**Task description**
In the listing below, find the line containing "Task: tag one point per instance of the black fur" and the line containing "Task: tag one point per instance of the small". Repeat exactly those two lines and every line between them, nothing more.

**Input material**
-.-.-

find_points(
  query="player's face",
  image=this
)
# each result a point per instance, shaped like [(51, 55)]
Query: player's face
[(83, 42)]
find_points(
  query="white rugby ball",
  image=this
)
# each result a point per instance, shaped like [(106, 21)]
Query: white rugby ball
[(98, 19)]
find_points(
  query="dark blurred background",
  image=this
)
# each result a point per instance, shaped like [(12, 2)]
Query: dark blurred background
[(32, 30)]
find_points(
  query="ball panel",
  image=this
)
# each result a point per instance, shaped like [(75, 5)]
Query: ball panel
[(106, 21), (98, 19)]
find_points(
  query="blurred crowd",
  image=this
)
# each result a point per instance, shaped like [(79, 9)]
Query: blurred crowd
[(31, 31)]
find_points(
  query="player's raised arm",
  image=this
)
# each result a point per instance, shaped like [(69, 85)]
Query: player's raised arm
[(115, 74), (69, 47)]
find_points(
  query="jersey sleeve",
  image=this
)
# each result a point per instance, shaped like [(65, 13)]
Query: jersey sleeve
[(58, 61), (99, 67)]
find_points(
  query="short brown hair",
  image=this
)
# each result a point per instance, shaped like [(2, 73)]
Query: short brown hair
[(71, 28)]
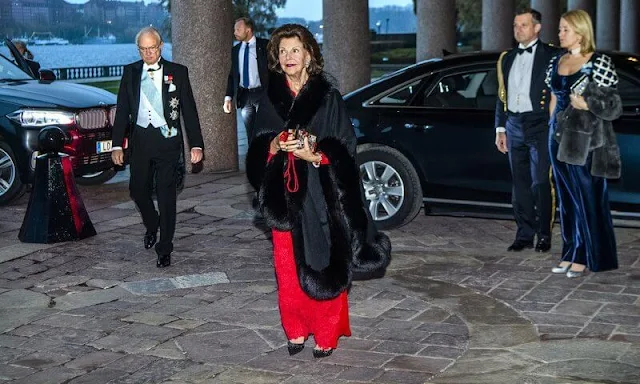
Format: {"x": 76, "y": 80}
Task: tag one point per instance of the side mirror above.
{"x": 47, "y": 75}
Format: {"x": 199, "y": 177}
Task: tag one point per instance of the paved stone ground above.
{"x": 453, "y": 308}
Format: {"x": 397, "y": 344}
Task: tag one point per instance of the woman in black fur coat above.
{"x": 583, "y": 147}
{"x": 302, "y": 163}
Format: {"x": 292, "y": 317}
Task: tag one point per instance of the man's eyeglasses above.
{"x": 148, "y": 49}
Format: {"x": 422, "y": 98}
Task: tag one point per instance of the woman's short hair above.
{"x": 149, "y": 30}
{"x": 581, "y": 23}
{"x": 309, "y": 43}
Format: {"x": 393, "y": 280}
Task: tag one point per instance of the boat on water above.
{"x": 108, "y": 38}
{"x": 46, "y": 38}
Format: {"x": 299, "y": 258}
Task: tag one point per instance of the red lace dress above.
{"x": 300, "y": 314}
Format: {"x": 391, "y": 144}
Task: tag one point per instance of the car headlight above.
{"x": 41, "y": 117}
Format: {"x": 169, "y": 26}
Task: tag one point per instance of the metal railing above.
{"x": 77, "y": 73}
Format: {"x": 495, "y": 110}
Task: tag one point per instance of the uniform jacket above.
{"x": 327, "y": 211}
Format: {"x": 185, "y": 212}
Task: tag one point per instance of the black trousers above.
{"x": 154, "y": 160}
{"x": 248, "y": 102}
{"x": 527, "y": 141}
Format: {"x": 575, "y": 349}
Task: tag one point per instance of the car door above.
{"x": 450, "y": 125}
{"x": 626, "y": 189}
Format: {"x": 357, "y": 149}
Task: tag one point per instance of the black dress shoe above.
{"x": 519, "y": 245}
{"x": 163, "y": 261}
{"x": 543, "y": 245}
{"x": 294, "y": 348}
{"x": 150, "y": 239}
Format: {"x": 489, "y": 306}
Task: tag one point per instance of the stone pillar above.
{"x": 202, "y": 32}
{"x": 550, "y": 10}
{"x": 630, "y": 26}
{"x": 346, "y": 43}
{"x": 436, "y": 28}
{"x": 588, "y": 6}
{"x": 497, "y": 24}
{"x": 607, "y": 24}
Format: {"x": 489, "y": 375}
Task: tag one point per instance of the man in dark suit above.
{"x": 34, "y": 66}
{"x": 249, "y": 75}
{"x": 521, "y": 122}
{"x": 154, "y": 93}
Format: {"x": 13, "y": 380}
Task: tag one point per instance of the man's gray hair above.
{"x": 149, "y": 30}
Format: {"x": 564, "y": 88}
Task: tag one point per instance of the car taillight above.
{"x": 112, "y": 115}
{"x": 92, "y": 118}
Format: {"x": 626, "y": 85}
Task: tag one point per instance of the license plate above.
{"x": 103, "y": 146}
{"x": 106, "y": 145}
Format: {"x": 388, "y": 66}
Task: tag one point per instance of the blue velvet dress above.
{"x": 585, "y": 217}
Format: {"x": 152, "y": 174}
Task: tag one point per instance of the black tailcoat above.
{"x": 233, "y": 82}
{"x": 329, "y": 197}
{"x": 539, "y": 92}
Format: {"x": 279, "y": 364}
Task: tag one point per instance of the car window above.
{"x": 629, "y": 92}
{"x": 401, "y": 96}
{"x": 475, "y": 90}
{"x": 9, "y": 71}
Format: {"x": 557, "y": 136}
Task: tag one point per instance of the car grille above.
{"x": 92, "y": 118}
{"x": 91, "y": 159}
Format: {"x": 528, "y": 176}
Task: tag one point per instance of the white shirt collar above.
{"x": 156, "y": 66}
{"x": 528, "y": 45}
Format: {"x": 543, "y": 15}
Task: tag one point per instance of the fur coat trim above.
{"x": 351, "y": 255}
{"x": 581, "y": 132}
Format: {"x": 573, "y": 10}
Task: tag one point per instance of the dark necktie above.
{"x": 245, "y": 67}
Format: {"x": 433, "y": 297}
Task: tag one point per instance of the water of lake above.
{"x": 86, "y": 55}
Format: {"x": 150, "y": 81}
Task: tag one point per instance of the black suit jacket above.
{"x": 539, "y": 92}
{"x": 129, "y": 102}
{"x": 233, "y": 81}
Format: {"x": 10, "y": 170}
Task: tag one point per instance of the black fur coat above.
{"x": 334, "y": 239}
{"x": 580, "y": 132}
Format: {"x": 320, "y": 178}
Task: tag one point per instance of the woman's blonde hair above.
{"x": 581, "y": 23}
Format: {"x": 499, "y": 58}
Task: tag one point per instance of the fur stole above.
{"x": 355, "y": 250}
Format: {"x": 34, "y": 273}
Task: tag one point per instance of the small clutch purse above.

-.-.-

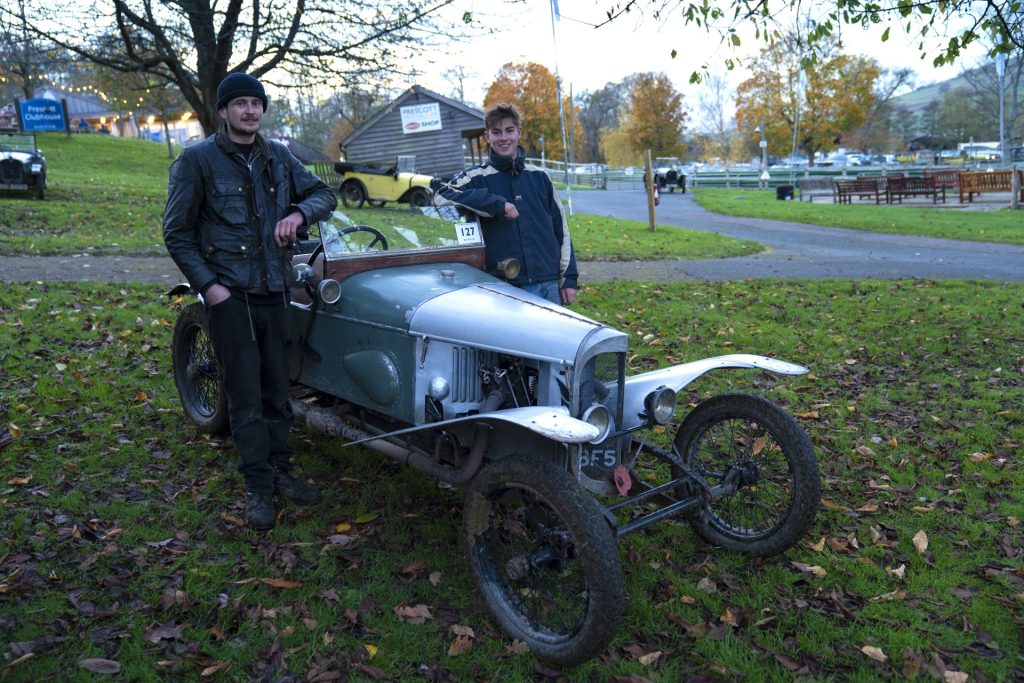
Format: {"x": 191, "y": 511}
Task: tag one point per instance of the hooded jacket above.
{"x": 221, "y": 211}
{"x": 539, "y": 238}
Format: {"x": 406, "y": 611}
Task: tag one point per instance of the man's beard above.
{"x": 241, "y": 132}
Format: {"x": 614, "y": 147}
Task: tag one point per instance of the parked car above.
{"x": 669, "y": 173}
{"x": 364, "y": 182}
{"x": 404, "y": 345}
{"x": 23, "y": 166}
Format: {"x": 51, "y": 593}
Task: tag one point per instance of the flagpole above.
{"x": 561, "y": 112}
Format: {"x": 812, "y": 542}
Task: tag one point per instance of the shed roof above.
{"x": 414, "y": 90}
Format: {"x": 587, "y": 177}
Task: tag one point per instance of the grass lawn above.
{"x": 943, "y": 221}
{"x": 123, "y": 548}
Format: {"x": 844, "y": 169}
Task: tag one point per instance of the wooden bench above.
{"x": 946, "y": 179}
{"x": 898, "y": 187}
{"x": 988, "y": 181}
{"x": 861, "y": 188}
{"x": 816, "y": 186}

-.-.-

**The answer**
Task: tag one point per instance of the black fur coat above.
{"x": 334, "y": 239}
{"x": 580, "y": 132}
Format: {"x": 320, "y": 178}
Task: tag one point per instance of the woman's blonde hair above.
{"x": 581, "y": 23}
Format: {"x": 499, "y": 58}
Task: tag one point per instance of the fur stole above.
{"x": 355, "y": 250}
Format: {"x": 34, "y": 273}
Task: tag one point per instance of the small clutch purse above.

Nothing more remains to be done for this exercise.